===== Exercise data
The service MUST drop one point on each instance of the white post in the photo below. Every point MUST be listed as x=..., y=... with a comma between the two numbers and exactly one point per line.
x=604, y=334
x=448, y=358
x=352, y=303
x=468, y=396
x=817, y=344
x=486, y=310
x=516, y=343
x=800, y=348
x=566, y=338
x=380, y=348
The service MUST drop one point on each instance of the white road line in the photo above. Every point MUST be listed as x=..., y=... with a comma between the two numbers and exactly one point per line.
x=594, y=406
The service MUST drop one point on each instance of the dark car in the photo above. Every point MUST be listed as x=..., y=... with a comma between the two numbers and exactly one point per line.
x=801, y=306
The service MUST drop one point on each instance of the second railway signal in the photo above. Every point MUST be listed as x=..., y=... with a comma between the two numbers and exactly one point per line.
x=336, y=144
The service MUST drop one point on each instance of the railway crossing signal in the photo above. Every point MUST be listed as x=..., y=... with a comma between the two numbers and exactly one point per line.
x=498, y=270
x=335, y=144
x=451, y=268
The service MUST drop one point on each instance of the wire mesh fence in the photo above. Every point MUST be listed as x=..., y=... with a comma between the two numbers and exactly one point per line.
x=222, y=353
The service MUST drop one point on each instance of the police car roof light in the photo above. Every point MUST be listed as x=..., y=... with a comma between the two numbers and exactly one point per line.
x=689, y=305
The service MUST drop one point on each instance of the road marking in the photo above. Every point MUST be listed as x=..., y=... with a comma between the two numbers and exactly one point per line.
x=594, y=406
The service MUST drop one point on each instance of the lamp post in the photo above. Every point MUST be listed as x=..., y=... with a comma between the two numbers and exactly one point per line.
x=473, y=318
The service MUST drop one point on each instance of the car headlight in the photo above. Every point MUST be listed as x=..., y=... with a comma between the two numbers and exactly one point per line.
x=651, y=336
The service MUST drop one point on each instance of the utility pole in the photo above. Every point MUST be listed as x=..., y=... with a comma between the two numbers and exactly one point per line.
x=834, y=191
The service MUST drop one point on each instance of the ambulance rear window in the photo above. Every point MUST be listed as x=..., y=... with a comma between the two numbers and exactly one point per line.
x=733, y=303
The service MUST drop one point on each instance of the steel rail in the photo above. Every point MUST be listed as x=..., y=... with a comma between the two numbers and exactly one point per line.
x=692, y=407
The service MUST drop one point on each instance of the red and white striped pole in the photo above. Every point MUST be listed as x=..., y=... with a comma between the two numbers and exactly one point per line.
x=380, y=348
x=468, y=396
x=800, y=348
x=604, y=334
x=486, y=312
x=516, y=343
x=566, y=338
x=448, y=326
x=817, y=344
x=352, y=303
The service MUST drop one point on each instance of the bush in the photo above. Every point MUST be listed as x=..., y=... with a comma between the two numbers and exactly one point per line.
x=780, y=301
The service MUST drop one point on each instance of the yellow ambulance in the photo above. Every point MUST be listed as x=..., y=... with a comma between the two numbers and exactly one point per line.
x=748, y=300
==========
** Activity **
Return each entry above exactly, leaving none out.

** Finished task **
The service MUST drop one point on each instance of the white post in the photo below. Every point MUST be listed as x=..., y=... with a comma between the two numbers and exactly one point per line.
x=604, y=334
x=448, y=358
x=352, y=303
x=468, y=396
x=817, y=344
x=486, y=310
x=516, y=343
x=800, y=348
x=566, y=338
x=380, y=348
The service MUST drop one point on each instance of the white road line in the photo above. Every point MUST be listed as x=..., y=... with a comma between the two numbers and exactly one point per line.
x=594, y=406
The service MUST drop one point on each instance of the dark car in the photo above. Every point MUST be listed as x=..., y=... with a comma between the two numbers and exactly one point per line.
x=801, y=306
The service MUST drop one point on each instance of the second railway signal in the photo above. Every point MUST be listed as x=..., y=... with a comma between the two numbers and exactly one point per line.
x=336, y=144
The service MUST drop one point on each instance of the railway crossing signal in the photo above. Every point MUST be listed as x=..., y=... with a comma between the two numbers and exactly one point per line.
x=498, y=270
x=335, y=144
x=451, y=268
The service MUST drop one point on each instance of the wire mesh fence in the photo above. Every point MUST be listed as x=..., y=... with a comma between the two numbers and exactly one point per line.
x=222, y=353
The service MUST drop one point on each instance of the police car roof light in the photo above. Every point MUST be listed as x=..., y=... with a comma between the two numbers and exactly one point per line.
x=689, y=305
The service MUST drop one point on each instance of the road marking in the photo above. Every point MUST be listed as x=..., y=... with a comma between the two numbers and exactly one point per line.
x=594, y=406
The service MUST drop one point on each instance of the lamp post in the photo above. Every point MUST be listed as x=..., y=... with a comma between the two numbers and exactly one point per line.
x=473, y=318
The service MUST drop one point on each instance of the car headlight in the photo above. Every point MUST be listed as x=..., y=... with a comma between the two numbers and exactly one point per line.
x=651, y=336
The service MUST drop one point on each instance of the utility pole in the photo above. Every point MUST be listed as x=..., y=... with a comma between the two numbers and exactly one point per line.
x=834, y=191
The service MUST drop one point on each instance of the ambulance rear window in the photo above. Every point MUST be listed as x=..., y=... with a comma between the two numbers and exactly one point per line.
x=733, y=303
The service MUST drop one point on each instance of the steel rail in the photo above. Every point MUST be listed as x=..., y=... with a comma between the two numbers and exactly one point per line.
x=692, y=407
The service MUST drop one point on each instance of the red and white striped pole in the photo above. Every point MUST be listed as x=..., y=... with a comma between the two numbers and exactly one point per line.
x=380, y=348
x=468, y=396
x=800, y=348
x=604, y=334
x=486, y=312
x=516, y=343
x=566, y=338
x=448, y=326
x=817, y=344
x=352, y=303
The service MUST drop one point on each instance of the bush in the photo above. Every point MUST be listed as x=..., y=... with a comma between the two numbers and exactly one point per line.
x=780, y=301
The service MUST drop one point on each instance of the yellow ambulance in the photo above. Every point MUST be listed as x=..., y=... with a comma between the two numbers and exactly one point per line.
x=748, y=300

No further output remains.